(Data extracted from a collection)

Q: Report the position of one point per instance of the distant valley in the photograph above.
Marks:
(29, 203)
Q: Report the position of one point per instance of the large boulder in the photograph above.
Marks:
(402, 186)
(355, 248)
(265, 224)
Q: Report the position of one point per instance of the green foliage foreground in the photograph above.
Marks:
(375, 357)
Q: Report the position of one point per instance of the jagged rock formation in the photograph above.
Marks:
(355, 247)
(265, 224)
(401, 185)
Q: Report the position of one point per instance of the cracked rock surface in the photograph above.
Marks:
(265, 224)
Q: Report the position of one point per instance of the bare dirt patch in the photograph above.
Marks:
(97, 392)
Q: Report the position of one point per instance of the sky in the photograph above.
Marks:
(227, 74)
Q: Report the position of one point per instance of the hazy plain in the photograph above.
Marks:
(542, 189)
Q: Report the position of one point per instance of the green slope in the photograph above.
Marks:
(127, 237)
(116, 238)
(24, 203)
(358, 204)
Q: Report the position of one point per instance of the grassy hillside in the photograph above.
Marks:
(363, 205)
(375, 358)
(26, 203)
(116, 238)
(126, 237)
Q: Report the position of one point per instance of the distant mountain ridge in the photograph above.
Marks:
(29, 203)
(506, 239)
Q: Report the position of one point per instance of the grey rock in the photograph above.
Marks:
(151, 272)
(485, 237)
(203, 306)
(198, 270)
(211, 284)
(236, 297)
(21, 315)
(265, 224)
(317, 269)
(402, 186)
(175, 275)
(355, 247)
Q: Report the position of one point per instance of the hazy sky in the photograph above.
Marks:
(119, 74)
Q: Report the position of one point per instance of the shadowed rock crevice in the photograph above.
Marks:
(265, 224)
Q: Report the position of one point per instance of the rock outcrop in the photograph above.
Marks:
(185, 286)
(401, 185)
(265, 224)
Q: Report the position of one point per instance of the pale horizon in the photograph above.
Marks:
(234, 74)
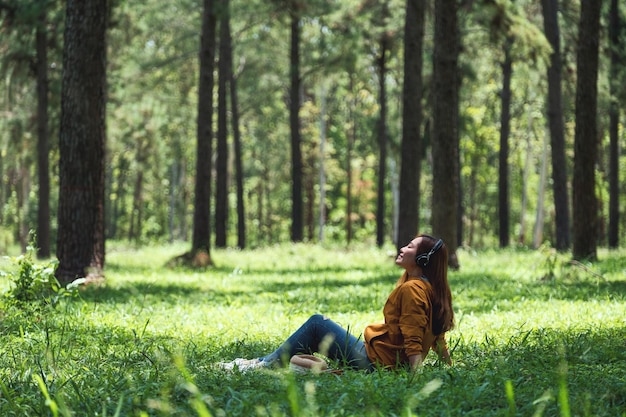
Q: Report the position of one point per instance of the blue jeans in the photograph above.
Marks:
(320, 334)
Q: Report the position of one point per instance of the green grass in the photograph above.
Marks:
(535, 336)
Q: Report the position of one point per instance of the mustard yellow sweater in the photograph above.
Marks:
(407, 329)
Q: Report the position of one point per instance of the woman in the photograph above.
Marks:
(418, 313)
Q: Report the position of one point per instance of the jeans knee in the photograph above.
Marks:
(317, 318)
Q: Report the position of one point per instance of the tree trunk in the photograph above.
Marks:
(614, 111)
(411, 159)
(80, 243)
(505, 122)
(385, 42)
(539, 218)
(322, 172)
(43, 170)
(294, 123)
(351, 138)
(221, 194)
(241, 217)
(445, 145)
(585, 203)
(201, 240)
(555, 121)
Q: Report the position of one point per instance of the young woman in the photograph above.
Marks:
(418, 313)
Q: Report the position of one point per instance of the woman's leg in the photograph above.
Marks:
(320, 334)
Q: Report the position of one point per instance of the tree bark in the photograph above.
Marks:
(294, 123)
(201, 239)
(411, 160)
(585, 203)
(614, 112)
(445, 145)
(80, 243)
(221, 194)
(241, 216)
(505, 122)
(382, 133)
(43, 164)
(555, 121)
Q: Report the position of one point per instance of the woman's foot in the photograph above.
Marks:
(242, 364)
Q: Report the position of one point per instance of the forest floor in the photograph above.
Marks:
(535, 335)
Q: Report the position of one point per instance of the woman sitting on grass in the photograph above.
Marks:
(417, 314)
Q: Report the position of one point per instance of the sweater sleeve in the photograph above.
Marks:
(414, 317)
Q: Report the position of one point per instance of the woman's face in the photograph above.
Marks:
(407, 254)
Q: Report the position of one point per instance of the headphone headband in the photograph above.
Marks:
(424, 258)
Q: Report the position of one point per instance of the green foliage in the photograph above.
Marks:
(143, 343)
(33, 282)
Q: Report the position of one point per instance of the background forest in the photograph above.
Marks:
(349, 51)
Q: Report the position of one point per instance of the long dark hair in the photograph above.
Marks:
(436, 270)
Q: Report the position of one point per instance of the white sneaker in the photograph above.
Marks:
(242, 364)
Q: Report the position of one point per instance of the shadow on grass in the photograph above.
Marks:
(476, 292)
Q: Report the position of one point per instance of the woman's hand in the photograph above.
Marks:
(415, 361)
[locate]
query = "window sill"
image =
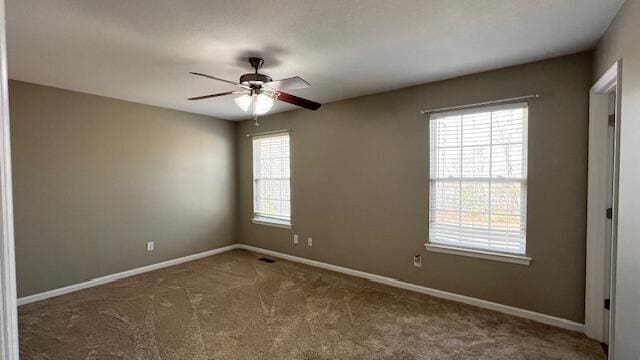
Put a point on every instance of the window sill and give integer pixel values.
(514, 259)
(271, 222)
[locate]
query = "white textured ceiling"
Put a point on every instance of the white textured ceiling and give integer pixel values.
(142, 50)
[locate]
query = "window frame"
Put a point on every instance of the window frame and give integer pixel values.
(477, 252)
(262, 219)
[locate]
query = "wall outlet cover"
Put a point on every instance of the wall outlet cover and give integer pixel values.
(417, 261)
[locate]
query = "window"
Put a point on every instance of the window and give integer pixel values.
(478, 181)
(271, 180)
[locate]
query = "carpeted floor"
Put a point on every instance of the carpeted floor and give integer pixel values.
(232, 306)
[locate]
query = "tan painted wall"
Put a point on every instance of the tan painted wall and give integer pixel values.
(622, 41)
(359, 186)
(96, 178)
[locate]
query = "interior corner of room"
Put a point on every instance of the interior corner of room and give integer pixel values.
(504, 193)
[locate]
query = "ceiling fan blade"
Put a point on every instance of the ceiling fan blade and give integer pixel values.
(214, 78)
(213, 95)
(291, 99)
(293, 83)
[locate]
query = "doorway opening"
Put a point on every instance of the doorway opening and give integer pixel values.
(604, 134)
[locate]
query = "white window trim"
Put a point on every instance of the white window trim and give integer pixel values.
(480, 254)
(271, 222)
(259, 219)
(514, 258)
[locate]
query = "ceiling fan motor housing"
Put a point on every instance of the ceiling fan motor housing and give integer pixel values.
(254, 79)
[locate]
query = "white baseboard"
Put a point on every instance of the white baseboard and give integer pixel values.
(113, 277)
(527, 314)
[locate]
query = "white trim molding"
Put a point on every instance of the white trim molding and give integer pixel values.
(121, 275)
(487, 255)
(8, 309)
(270, 222)
(527, 314)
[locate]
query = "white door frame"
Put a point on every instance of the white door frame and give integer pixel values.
(8, 302)
(598, 197)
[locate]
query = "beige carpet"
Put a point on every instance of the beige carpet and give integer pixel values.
(232, 306)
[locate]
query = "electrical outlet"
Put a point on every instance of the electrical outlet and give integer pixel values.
(417, 260)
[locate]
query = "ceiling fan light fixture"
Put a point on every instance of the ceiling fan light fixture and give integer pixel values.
(244, 102)
(264, 103)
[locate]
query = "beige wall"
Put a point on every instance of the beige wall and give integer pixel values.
(359, 186)
(622, 41)
(96, 178)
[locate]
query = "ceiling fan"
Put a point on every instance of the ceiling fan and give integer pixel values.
(258, 91)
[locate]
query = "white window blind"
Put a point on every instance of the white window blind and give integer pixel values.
(478, 179)
(271, 178)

Problem statement ▸ Repeat each entry exactly as it appears; skip any picture.

Solution below ▸
Q: Report the position of one point per instance of the distant valley in the photograph above.
Marks:
(29, 203)
Q: Report the position of one point per instance of the large boulder in the photograph above.
Marks:
(402, 186)
(355, 248)
(265, 224)
Q: Report the position of one point per instance of the green foliage foreground in the photograph above.
Marks:
(375, 357)
Q: Report the position of one point per instance of the jagged rock formation in the photograph above.
Marks:
(355, 247)
(265, 224)
(401, 185)
Q: Report the position of one point per instance of the cracked rock surface in the photograph above.
Marks:
(265, 224)
Q: Report the position of one point per instance of the bare dirt patch in the photograph above.
Marks:
(97, 392)
Q: Report the position of one point per instance of the sky in the photograph above.
Marks:
(227, 74)
Q: Report the position of one point per instance of the hazy plain in the photograph above.
Marks:
(542, 189)
Q: Report the position of one point per instance of the green slope in the photograph above.
Marks:
(127, 237)
(116, 238)
(24, 203)
(358, 204)
Q: Report the position of one point per instance of the grassy hillside in the photograph above.
Marks:
(363, 205)
(375, 358)
(26, 203)
(116, 238)
(126, 237)
Q: Report the position of one point per instance of the distant mountain ridge in the photograph above.
Marks:
(29, 203)
(506, 239)
Q: Report the position of one point per instance of the grey rock in the photograph above.
Marks:
(151, 272)
(485, 237)
(203, 306)
(198, 270)
(211, 284)
(236, 297)
(21, 315)
(265, 224)
(317, 269)
(402, 186)
(175, 275)
(355, 247)
Q: Report the position of one point per instance of the hazy sky in the photograph above.
Marks:
(119, 74)
Q: Report the position of one point per instance of the shadowed rock crevice in the photograph above.
Marks:
(265, 224)
Q: Report the position of one point per instance of the rock outcrop in the photograph above.
Marks:
(185, 286)
(401, 185)
(265, 224)
Q: Report the position of one point per instance of the pale horizon in the photograph above.
Marks:
(234, 74)
Q: Report the position of one point per instance of the blue jeans in the photograph above.
Marks:
(320, 334)
Q: Report the position of one point per instance of the green grass in the photograph above.
Marks:
(535, 336)
Q: Report the position of one point per instance of the mustard yellow sweater in the photograph above.
Marks:
(407, 329)
Q: Report the position of one point per instance of the woman in the photograph above.
Marks:
(418, 313)
Q: Report the position of one point per instance of the jeans knee in the photograph above.
Marks:
(317, 318)
Q: Report the position of one point per instance of the tree trunk in the photograph above.
Marks:
(614, 111)
(411, 159)
(80, 243)
(505, 122)
(385, 42)
(539, 218)
(322, 172)
(43, 170)
(294, 123)
(351, 138)
(221, 194)
(241, 217)
(445, 145)
(585, 203)
(201, 240)
(555, 121)
Q: Report the position of one point per instance of the young woman in the photograph above.
Marks:
(418, 313)
Q: Report the position of one point per instance of the woman's leg in the photograph above.
Marks:
(320, 334)
Q: Report the position of one point per instance of the tree bark in the photograph above.
Marks:
(294, 123)
(201, 239)
(411, 160)
(585, 203)
(614, 112)
(445, 145)
(80, 243)
(221, 194)
(241, 216)
(505, 122)
(382, 133)
(43, 164)
(555, 121)
Q: Report the position of one point per instance of the woman's foot in the photograph above.
Marks:
(242, 364)
Q: Report the position of one point per instance of the forest floor in the photograph above.
Marks:
(535, 335)
Q: Report the position of one point per instance of the woman sitting on grass in the photograph above.
Marks:
(417, 314)
Q: Report the position of one point per instance of the sweater sleeve in the photograph above.
Marks:
(414, 317)
Q: Report the position of one point per instance of the woman's face in the photograph above.
Marks:
(407, 254)
Q: Report the position of one point per instance of the headphone headband in the photograph above.
Marks:
(424, 258)
Q: Report the position of one point per instance of the green foliage in the photograph above.
Marks:
(143, 343)
(33, 282)
Q: Report the position of one point per instance of the background forest in the photograph above.
Marks:
(349, 51)
Q: Report the position of one point per instance of the long dark hair in the photograph above.
Marks:
(436, 270)
Q: Report the position of one point per instance of the white sneaker in the photograph above.
Marks:
(242, 364)
Q: Report the position of one point per instance of the shadow on grass in the photograph above.
Marks:
(476, 292)
Q: Report the position of one point per instance of the woman's hand in the photograph above.
Marks:
(415, 361)
[locate]
query = "window sill"
image =
Put a point on every instance of the window sill and give integer pixel values.
(514, 259)
(271, 222)
[locate]
query = "white textured ceiling"
Put a point on every instance of the white textured ceiling and give integer pixel values.
(142, 50)
[locate]
query = "window frame"
Put a point on every instance of the window frame and give integer pixel values.
(477, 252)
(262, 219)
[locate]
query = "wall outlet cover"
Put a point on every instance of the wall outlet cover and give integer pixel values.
(417, 261)
[locate]
query = "window"
Put a point on every instance of the window and give integer pixel values.
(478, 181)
(271, 180)
[locate]
query = "carpeted floor"
Put a point on every instance of the carpeted floor and give integer pixel values.
(232, 306)
[locate]
query = "tan painted wall"
Put a point on every instance of the tan painted wall and give integer pixel values.
(622, 41)
(359, 186)
(96, 178)
[locate]
query = "interior corner of room"
Put a point on every instance of the interior corner of room and give integer pixel values.
(504, 193)
[locate]
query = "ceiling fan blade"
Put a point on every instance of the ceiling fan blade and give integer pixel values.
(214, 78)
(213, 95)
(291, 99)
(293, 83)
[locate]
query = "doorway opening"
Put a point on every instance of the doorway opening and give integer pixel values.
(604, 134)
[locate]
query = "white window trim"
Put a point on every instance of the white window trim and give integer pixel values.
(480, 254)
(271, 222)
(259, 219)
(514, 258)
[locate]
query = "ceiling fan motor housing"
Put a point on every instance of the ceiling fan motor housing and give integer pixel values.
(254, 79)
[locate]
query = "white baseboard"
Put a point on every instance of the white baseboard and give integer pixel values.
(113, 277)
(527, 314)
[locate]
query = "white trim molding"
Put a point on every instance of the white trim molding and give integer pixel values.
(121, 275)
(487, 255)
(8, 309)
(270, 222)
(527, 314)
[locate]
query = "white door frame"
Put a point on every instance of the white door frame and give integer pixel values.
(8, 302)
(598, 197)
[locate]
query = "beige carpet"
Put a point on every instance of the beige carpet and give integer pixel values.
(232, 306)
[locate]
query = "electrical outlet"
Put a point on every instance of the electrical outlet and give integer pixel values.
(417, 260)
[locate]
query = "ceiling fan light fixture"
Put a point on every instance of the ceiling fan light fixture and give integer pixel values.
(244, 102)
(264, 103)
[locate]
query = "beige wall"
Put a point on every instance of the beige wall and give integer pixel values.
(359, 186)
(622, 41)
(96, 178)
[locate]
query = "ceiling fan"
Put a point on every instance of the ceiling fan and give integer pixel values.
(258, 91)
[locate]
query = "white window blind"
Put a point on every instance of the white window blind and give integer pixel values.
(478, 179)
(271, 178)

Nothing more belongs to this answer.